**任务目标 1**
根据原文摘录，Bonus 表中哪一列的值是唯一的？

**原文摘录**
<<<<

Each row of this table indicates the name and the ID of an employee in addition to their salary and the id of their manager.
Table: Bonus
+-------------+------+
| Column Name | Type |
+-------------+------+
| empId | int |
| bonus | int |
+-------------+------+
empId is the column of unique values for this table.
empId is a foreign key (reference column) to empId from the Employee table.
Each row of this table contains the id of an employee and their respective bonus.

>>>>

**数据记录**

<<<<

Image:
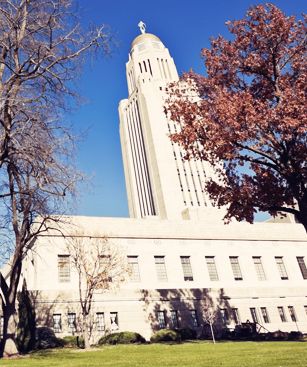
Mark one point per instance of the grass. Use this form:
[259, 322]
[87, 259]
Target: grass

>>>>

**任务目标 2**
逐行照原样输出上方列表中的全部行，图片不要输出。

**书面回答 1**
empId

**书面回答 2**
Image:
Mark one point per instance of the grass. Use this form:
[259, 322]
[87, 259]
Target: grass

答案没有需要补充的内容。